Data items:
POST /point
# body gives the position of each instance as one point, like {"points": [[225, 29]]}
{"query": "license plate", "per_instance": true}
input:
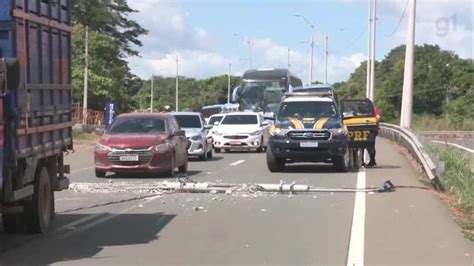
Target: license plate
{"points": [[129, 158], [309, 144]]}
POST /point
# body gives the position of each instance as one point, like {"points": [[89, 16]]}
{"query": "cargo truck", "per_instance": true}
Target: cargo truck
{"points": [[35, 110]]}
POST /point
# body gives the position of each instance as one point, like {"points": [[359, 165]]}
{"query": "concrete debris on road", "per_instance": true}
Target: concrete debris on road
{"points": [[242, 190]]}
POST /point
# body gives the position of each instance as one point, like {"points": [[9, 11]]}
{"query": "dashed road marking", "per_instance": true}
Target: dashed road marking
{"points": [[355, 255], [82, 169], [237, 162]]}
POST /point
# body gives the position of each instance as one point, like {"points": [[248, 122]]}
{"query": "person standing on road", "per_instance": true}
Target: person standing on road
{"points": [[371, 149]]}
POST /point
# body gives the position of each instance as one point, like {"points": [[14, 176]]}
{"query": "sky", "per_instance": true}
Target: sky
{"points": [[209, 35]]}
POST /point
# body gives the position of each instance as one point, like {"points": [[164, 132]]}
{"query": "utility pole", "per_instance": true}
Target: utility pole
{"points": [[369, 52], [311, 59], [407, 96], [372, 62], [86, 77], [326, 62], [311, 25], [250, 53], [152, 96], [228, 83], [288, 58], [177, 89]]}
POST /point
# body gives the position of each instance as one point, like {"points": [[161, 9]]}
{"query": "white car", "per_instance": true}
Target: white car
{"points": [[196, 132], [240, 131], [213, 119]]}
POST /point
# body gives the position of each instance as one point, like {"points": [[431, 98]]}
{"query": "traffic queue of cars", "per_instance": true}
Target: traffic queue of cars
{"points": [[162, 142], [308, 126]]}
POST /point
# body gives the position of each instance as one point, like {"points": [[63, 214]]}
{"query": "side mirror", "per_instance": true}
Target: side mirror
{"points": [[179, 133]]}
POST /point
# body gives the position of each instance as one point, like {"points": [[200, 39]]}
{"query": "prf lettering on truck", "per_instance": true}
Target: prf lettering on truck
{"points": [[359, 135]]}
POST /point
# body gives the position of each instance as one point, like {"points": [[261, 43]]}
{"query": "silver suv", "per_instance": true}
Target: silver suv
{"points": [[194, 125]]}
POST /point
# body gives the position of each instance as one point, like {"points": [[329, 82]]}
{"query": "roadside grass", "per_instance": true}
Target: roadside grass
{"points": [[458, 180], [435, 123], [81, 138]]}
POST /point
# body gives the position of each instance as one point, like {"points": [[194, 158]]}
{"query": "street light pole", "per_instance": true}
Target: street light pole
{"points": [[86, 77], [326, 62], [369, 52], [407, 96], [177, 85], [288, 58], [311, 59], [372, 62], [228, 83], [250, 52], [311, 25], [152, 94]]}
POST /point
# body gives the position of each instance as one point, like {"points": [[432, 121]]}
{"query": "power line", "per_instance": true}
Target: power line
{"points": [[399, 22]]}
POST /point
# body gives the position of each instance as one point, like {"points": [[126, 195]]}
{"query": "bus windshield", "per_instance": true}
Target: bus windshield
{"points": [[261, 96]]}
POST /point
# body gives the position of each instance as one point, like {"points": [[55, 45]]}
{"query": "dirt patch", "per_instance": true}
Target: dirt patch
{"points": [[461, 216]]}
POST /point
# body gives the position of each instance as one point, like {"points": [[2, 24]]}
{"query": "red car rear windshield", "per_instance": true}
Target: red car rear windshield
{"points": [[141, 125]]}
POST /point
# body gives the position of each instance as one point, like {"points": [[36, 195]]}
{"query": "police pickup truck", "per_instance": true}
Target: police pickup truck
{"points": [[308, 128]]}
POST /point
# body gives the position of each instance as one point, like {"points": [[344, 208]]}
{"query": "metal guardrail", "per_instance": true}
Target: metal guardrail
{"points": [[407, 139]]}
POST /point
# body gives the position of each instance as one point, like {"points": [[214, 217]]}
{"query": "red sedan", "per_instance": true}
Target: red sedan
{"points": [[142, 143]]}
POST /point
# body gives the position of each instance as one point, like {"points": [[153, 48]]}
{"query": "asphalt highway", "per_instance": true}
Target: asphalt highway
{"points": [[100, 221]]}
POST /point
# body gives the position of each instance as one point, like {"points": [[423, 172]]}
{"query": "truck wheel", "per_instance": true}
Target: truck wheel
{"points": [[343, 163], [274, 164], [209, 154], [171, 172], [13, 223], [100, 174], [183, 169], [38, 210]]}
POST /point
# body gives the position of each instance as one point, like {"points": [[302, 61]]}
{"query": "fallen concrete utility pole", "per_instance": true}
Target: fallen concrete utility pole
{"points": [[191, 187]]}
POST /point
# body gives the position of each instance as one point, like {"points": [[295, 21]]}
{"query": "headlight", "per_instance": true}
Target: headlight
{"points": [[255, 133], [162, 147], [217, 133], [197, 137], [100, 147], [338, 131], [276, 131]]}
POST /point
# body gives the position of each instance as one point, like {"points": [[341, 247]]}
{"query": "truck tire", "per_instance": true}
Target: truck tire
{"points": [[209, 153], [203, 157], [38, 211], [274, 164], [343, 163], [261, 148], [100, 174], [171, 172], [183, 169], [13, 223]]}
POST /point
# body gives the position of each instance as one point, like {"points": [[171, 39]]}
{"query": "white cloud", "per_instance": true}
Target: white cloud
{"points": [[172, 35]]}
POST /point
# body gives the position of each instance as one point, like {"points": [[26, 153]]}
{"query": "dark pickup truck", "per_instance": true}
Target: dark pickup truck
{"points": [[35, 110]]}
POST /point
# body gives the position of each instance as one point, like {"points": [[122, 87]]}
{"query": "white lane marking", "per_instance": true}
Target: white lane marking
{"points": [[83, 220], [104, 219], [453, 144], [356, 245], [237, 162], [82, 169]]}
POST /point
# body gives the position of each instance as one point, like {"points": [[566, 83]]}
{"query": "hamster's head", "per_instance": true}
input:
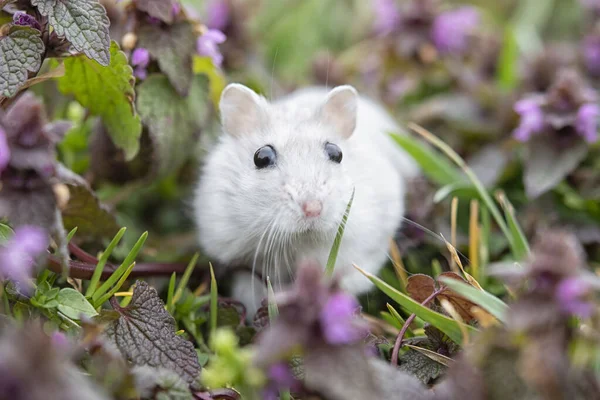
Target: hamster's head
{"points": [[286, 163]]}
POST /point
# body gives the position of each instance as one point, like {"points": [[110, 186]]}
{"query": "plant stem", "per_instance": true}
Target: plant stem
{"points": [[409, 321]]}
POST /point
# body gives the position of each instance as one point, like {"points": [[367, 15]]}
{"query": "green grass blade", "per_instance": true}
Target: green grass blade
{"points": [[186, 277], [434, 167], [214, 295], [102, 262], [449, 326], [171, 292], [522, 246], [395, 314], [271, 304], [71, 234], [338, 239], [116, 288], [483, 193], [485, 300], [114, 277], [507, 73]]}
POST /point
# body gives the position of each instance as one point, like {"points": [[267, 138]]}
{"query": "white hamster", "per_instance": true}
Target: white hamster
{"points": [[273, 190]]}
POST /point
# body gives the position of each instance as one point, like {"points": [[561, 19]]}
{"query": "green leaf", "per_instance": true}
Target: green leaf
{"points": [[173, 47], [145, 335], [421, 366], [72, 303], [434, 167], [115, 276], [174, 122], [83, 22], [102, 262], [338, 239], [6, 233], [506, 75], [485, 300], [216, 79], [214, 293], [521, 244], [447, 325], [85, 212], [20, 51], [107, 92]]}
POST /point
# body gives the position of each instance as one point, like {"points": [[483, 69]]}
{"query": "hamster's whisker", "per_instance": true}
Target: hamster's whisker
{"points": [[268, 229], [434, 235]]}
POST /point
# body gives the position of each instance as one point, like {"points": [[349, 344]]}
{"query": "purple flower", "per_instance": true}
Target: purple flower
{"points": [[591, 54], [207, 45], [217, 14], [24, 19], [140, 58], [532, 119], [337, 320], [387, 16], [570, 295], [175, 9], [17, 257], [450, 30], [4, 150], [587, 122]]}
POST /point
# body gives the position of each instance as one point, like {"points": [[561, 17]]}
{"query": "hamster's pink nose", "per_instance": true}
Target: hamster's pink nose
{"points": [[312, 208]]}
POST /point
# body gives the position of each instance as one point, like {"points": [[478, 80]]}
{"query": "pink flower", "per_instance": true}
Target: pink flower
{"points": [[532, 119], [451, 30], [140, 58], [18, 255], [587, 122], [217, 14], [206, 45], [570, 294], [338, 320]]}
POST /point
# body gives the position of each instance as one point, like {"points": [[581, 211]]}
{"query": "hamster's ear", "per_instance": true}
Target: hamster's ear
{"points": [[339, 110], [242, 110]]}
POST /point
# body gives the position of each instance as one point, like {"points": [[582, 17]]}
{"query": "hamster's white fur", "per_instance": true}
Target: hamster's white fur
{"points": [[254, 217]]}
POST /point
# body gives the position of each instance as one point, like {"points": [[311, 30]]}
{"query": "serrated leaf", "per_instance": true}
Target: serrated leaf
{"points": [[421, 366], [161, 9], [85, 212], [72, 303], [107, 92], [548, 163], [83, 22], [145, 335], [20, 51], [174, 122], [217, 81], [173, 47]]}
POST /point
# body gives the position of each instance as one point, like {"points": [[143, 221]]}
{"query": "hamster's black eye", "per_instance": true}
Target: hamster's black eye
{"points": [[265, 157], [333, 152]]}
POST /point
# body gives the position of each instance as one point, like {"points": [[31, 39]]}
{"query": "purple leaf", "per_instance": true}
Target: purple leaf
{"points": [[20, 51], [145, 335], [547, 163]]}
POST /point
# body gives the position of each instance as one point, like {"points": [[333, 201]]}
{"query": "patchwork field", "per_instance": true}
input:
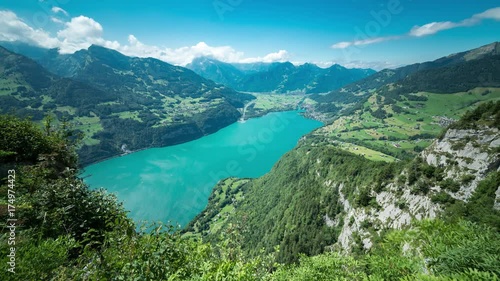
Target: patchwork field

INSTRUCTIONS FOR THE TASK - Find the word "patchwork" in the entries, and copy every line it shows up in.

PROBLEM SOLUTION -
{"query": "patchwork field", "per_instance": true}
Target: patchwork field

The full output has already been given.